=== Stored data ===

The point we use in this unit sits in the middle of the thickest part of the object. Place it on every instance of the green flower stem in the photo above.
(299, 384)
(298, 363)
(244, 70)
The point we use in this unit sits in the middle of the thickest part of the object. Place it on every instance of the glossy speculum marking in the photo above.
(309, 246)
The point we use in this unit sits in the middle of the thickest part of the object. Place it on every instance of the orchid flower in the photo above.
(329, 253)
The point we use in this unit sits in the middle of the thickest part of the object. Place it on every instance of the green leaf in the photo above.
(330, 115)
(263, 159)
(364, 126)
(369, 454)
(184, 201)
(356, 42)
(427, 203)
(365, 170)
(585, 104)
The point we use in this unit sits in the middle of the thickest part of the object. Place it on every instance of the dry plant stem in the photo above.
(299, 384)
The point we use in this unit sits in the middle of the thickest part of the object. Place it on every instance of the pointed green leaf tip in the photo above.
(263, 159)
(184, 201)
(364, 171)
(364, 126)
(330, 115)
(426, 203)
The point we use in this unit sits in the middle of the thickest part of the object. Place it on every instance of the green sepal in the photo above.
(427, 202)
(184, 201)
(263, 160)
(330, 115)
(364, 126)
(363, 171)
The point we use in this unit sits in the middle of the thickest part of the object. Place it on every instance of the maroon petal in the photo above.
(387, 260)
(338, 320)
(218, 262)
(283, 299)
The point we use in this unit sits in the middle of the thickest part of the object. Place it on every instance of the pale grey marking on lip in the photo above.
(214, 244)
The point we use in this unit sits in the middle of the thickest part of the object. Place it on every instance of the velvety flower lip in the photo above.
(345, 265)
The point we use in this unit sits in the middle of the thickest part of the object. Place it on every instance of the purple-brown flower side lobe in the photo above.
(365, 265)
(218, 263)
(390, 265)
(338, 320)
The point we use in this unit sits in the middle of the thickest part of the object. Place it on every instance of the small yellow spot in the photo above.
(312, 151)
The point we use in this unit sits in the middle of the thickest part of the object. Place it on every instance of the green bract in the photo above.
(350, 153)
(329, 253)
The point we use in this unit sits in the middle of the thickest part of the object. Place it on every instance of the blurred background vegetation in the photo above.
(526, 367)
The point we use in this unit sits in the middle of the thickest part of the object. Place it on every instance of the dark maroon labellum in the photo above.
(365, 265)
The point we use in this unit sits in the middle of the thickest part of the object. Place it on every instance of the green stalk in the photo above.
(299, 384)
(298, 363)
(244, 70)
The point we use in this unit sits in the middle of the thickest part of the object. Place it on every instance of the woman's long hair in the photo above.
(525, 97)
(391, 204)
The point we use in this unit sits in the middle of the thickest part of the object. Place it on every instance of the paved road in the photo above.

=== What is expected ===
Top to bottom, the records above must be output exactly.

=== Reply to the task ===
The point we use in this unit sits in the middle of the thickest part of the object. Place it on every instance of the green flower stem in the photo above.
(299, 384)
(298, 363)
(244, 70)
The point we use in this unit sits in the middle of the thickest part of the object. Place it on every instance of the glossy speculum marking in the photo above.
(309, 246)
The point we use in this unit sits in the middle of the thickest part of the object. Place it on every instance of the orchid flower in the photo above.
(329, 253)
The point we use in this unit sits in the middle of the thickest part of the object. Place it on every instance of the green leaf in the photo above.
(330, 115)
(263, 159)
(364, 126)
(369, 454)
(184, 201)
(356, 42)
(427, 203)
(365, 170)
(585, 104)
The point we use in this unit sits in the middle of the thickest part of the object. Place it on every instance of the dry plant stem in the photo above.
(299, 384)
The point we use in this unit sits in the middle of the thickest part of the object. Place it on every instance of the pointed green leaf tip in the photo above.
(263, 159)
(184, 201)
(364, 171)
(364, 126)
(330, 115)
(426, 203)
The point we use in this unit sits in the middle of the thickest part of the object. Place it on every instance of the green sepal in the photo above.
(427, 202)
(184, 201)
(263, 160)
(330, 115)
(364, 126)
(363, 171)
The point we use in this unit sits in the middle of the thickest part of the object. Place it on every instance of the maroon petal in the photo above.
(387, 260)
(338, 320)
(218, 262)
(283, 299)
The point we use in this unit sits in the middle of the thickest part of the object. Place it on every instance of the pale grey marking on lip in the photo above.
(214, 244)
The point we use in this unit sits in the middle of the thickest part of the object. Place it on every instance of the velvety flower lip in the photo above.
(345, 265)
The point we use in this unit sits in the middle of the thickest part of the object. Place it on every instance of the purple-brown flower side lobe in the photo above.
(365, 265)
(218, 263)
(390, 265)
(338, 320)
The point we use in this unit sits in the middle of the thickest part of the object. Place it on every instance of the small yellow spot in the photo above.
(312, 151)
The point we use in this unit sits in the middle of the thickest part of the object. Place it on every instance of the green bract in the photo above.
(350, 153)
(329, 253)
The point we use in this unit sits in the middle of the thickest part of the object. Place it on every instance of the blurred background vegetation in the photo above.
(526, 367)
The point we use in this unit sits in the middle of the thickest part of the object. Place it on every instance of the dark maroon labellum in the photo above.
(365, 265)
The point we use in this unit sits in the middle of the thickest part of the object. Place it on every instance of the green stalk in the photo above.
(299, 384)
(298, 363)
(244, 70)
The point we use in this unit sits in the middle of the thickest part of the object. Place it on every instance of the woman's long hair in the photo above.
(525, 97)
(391, 204)
The point we use in this unit sits in the middle of the thickest part of the object. Place it on every instance of the paved road in the photo above.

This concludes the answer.